◆ Exercise description ◆
Transcribe the entries below exactly; leave every image out.

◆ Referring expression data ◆
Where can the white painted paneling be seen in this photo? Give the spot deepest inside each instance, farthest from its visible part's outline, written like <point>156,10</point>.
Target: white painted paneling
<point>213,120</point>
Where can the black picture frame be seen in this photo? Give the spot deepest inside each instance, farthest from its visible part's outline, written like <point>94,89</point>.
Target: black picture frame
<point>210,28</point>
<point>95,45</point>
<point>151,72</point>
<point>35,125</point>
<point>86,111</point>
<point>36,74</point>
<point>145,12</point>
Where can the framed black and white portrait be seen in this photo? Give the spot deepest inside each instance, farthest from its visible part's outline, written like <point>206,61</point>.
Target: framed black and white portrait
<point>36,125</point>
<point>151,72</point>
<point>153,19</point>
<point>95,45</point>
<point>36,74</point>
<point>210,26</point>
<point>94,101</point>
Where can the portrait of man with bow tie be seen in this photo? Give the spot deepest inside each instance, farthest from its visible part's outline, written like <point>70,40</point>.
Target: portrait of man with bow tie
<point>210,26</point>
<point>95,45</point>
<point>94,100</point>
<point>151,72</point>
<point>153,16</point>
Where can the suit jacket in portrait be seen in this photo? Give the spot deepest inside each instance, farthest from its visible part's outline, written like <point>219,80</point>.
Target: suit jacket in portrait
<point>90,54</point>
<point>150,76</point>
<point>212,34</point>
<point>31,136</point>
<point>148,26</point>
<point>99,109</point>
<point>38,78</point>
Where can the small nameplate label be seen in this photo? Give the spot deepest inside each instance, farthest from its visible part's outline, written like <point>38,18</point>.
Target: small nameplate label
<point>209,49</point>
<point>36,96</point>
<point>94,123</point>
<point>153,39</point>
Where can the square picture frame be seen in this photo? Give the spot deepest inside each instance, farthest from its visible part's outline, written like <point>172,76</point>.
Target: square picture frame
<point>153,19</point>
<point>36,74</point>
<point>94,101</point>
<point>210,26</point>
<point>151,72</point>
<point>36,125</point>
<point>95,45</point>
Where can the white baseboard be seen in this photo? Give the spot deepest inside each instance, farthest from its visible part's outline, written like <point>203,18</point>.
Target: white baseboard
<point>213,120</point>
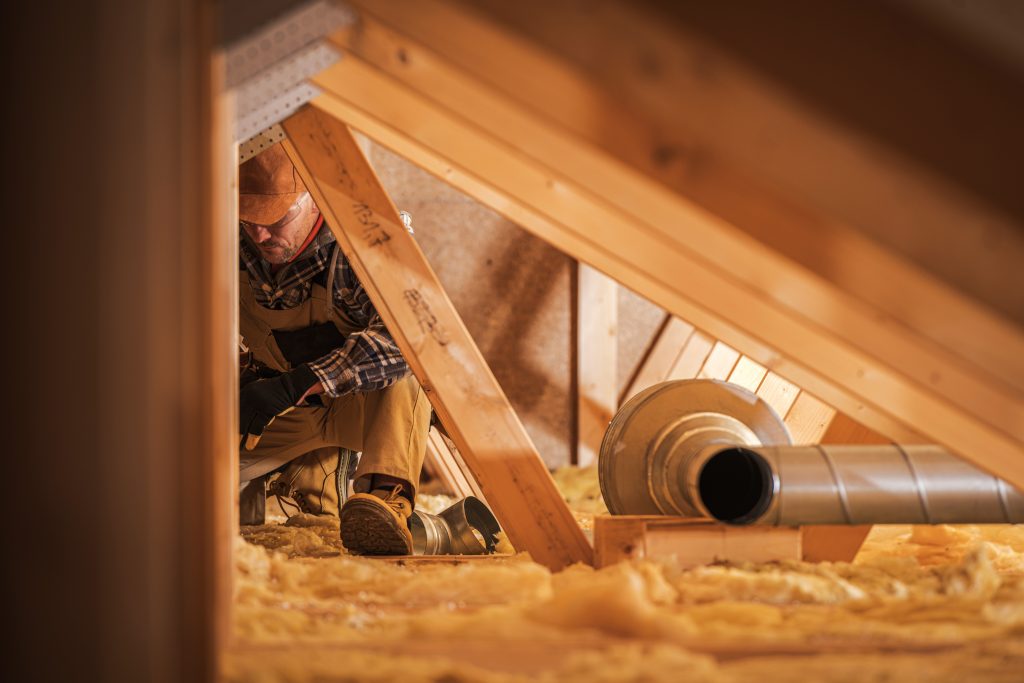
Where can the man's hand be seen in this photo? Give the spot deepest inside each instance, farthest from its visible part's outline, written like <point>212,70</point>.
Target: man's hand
<point>262,400</point>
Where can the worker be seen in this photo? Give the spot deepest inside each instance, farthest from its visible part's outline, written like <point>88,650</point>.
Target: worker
<point>328,373</point>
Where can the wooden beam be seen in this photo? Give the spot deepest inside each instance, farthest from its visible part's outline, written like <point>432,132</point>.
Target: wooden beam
<point>434,341</point>
<point>692,357</point>
<point>778,393</point>
<point>808,419</point>
<point>446,464</point>
<point>719,364</point>
<point>663,265</point>
<point>597,352</point>
<point>748,374</point>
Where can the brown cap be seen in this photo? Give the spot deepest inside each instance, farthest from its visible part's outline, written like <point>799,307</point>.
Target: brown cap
<point>268,185</point>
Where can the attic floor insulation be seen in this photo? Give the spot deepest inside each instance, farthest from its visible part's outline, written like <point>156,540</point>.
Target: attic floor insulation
<point>942,603</point>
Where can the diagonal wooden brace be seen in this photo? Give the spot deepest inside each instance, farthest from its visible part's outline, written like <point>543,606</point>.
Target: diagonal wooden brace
<point>434,341</point>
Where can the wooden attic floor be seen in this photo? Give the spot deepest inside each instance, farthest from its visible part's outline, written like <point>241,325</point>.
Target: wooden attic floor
<point>925,603</point>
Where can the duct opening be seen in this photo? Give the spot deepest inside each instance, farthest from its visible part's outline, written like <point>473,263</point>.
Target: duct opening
<point>735,485</point>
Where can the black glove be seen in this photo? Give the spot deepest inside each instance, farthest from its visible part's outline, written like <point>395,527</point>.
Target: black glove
<point>262,400</point>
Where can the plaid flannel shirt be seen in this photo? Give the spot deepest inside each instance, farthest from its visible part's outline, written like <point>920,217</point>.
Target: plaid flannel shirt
<point>370,359</point>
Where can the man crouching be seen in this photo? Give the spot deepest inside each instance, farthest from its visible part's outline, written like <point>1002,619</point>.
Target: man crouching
<point>331,375</point>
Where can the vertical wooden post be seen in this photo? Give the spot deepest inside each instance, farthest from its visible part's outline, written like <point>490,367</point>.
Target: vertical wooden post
<point>597,346</point>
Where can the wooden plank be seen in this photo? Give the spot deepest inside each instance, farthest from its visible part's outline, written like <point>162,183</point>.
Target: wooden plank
<point>692,357</point>
<point>720,363</point>
<point>905,393</point>
<point>748,374</point>
<point>834,544</point>
<point>808,419</point>
<point>778,393</point>
<point>689,542</point>
<point>597,345</point>
<point>434,341</point>
<point>660,357</point>
<point>445,464</point>
<point>844,429</point>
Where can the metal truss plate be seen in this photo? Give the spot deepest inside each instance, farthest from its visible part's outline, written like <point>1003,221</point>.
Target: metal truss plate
<point>274,111</point>
<point>283,37</point>
<point>260,141</point>
<point>283,76</point>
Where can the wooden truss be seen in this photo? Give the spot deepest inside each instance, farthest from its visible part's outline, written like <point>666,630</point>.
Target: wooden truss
<point>873,339</point>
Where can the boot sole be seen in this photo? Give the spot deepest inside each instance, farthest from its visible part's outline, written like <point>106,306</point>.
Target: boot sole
<point>366,529</point>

◆ Exercise solution ◆
Where can the white painted paneling be seen in this photo? Give the spot deepest inside each instance, farthest from its visible part's outline, written like <point>156,10</point>.
Target: white painted paneling
<point>213,120</point>
Where can the black picture frame be seen in this photo? Give the spot deepest inside each instance, farthest from its visible part's outline, written like <point>94,89</point>.
Target: black picture frame
<point>210,28</point>
<point>95,45</point>
<point>151,72</point>
<point>35,125</point>
<point>86,111</point>
<point>36,74</point>
<point>145,12</point>
Where can the framed black and white portrait be seen in this photo? Give the spot deepest inside each instance, farthest from its visible part's outline, written like <point>206,61</point>.
Target: framed black and white portrait
<point>36,125</point>
<point>151,72</point>
<point>153,19</point>
<point>95,45</point>
<point>36,74</point>
<point>210,26</point>
<point>94,101</point>
Where can the portrait of man with bow tie be seen in this photo? Give the spot deepest inside each instance, farthest from its visible part's outline, written like <point>70,40</point>.
Target: portrait of man with bow tie
<point>210,26</point>
<point>95,45</point>
<point>94,100</point>
<point>151,72</point>
<point>153,16</point>
Where can the suit jacket in portrait be seen in this photo? Give the spot deepest inside each instance, farthest from its visible part's outline, written like <point>219,80</point>.
Target: suit jacket in portrait
<point>90,54</point>
<point>150,76</point>
<point>212,34</point>
<point>31,136</point>
<point>148,26</point>
<point>99,109</point>
<point>38,78</point>
Where can the small nameplate label be seen in this photo? Give the spot deepest inside each instance, farthest from its visible part's outline, written like <point>38,18</point>.
Target: small nameplate label
<point>209,49</point>
<point>36,96</point>
<point>94,123</point>
<point>153,39</point>
Where can the square picture frame be seen in this photo? Give the spot deepest inside each instance, farthest from its visible part's outline, written like <point>172,76</point>.
Target: square picture frame
<point>153,19</point>
<point>36,74</point>
<point>94,101</point>
<point>210,26</point>
<point>151,72</point>
<point>36,125</point>
<point>95,45</point>
Where can the white baseboard be seen in this photo? Give the spot deepest inside each instance, farthest from its visible part's outline, written like <point>203,18</point>.
Target: white baseboard
<point>213,120</point>
Where can the man's hand be seen in this photo? Give the spot deepest inside each instance, farthest from its visible part's outline, written like <point>212,70</point>.
Target: man's hand
<point>262,400</point>
Where can the worker be seen in this photo? Give the spot deepest inside each instance, farthest from its visible part's outline, written like <point>88,650</point>.
Target: worker
<point>328,373</point>
Where can the wooden beam be seen in this photo? Give the spot deepest inside each instance, farthest from its visible part's outline, written like <point>432,132</point>.
Target: wooden beam
<point>434,341</point>
<point>692,357</point>
<point>778,393</point>
<point>808,419</point>
<point>446,464</point>
<point>719,364</point>
<point>663,265</point>
<point>597,352</point>
<point>748,374</point>
Where can the brown cap be seen in this photo? Give the spot deepest inside each instance, farthest from its visible part's outline, written like <point>799,307</point>.
Target: brown cap
<point>268,185</point>
Where can the attic floor insulation be seen in this photo? Give the spot deepest inside each instance, farthest from its visible part's outline, written like <point>156,540</point>.
Target: attic floor insulation
<point>942,603</point>
Where can the diagonal wooden brace be seen in this photo? Give the spot deepest inside each instance, farthest from its visible part's outline, written like <point>543,606</point>.
Target: diagonal wooden brace
<point>434,341</point>
Where can the wooden attic floor be seen in this photo? Give the spot deepest inside each instance, farthest from its visible part's outline, written like <point>241,325</point>.
Target: wooden attic floor
<point>925,603</point>
Where can the duct opening be seen in this photo? Give the spot deepest inside each instance, farthest from its visible part's outline, written like <point>473,263</point>.
Target: duct opening
<point>735,485</point>
Where can the black glove be seen in this photo? Give the spot deepest inside each instance, farthest from its visible part's outline, written like <point>395,527</point>.
Target: black glove
<point>262,400</point>
Where can the plaid flannel shirt be seen in this photo? Give the spot deepest inside each instance, farthest from its visible part's outline, written like <point>920,217</point>.
Target: plaid flannel shirt
<point>370,359</point>
Where can the man crouching be seen in this photo? Give the spot deepest inside each instance, farthest from its visible part's outline, written like <point>1002,619</point>.
Target: man crouching
<point>331,375</point>
Where can the vertical wooden post be seen in this photo? Give the spot deepest inside each instance, farthest from its visible part's outline, written like <point>490,367</point>.
Target: vertical wooden post
<point>597,346</point>
Where can the wooden plank be seen in this photo? Give the spot deepest inside each instance, farthest from its visible part's outline, written like <point>162,183</point>.
Target: wooden plank
<point>692,357</point>
<point>720,363</point>
<point>905,393</point>
<point>748,374</point>
<point>834,544</point>
<point>808,419</point>
<point>778,393</point>
<point>689,542</point>
<point>597,345</point>
<point>434,341</point>
<point>660,357</point>
<point>445,464</point>
<point>844,429</point>
Where can the metal truss plate be seen in this photo? Give the spot deepest inside each instance, farthest from its visible part's outline, written like <point>1003,221</point>.
Target: metal truss plate
<point>274,111</point>
<point>283,37</point>
<point>260,141</point>
<point>283,76</point>
Where can the wooden truss be seen in this photo? Give the spot deepest inside each instance, farthest from its visible part's outline, written like <point>666,630</point>.
Target: wooden truss
<point>873,339</point>
Where can the boot sole be seen in this photo? Give the spot deepest inside each instance, farthest from its visible part's outline, written like <point>106,306</point>.
Target: boot sole
<point>366,529</point>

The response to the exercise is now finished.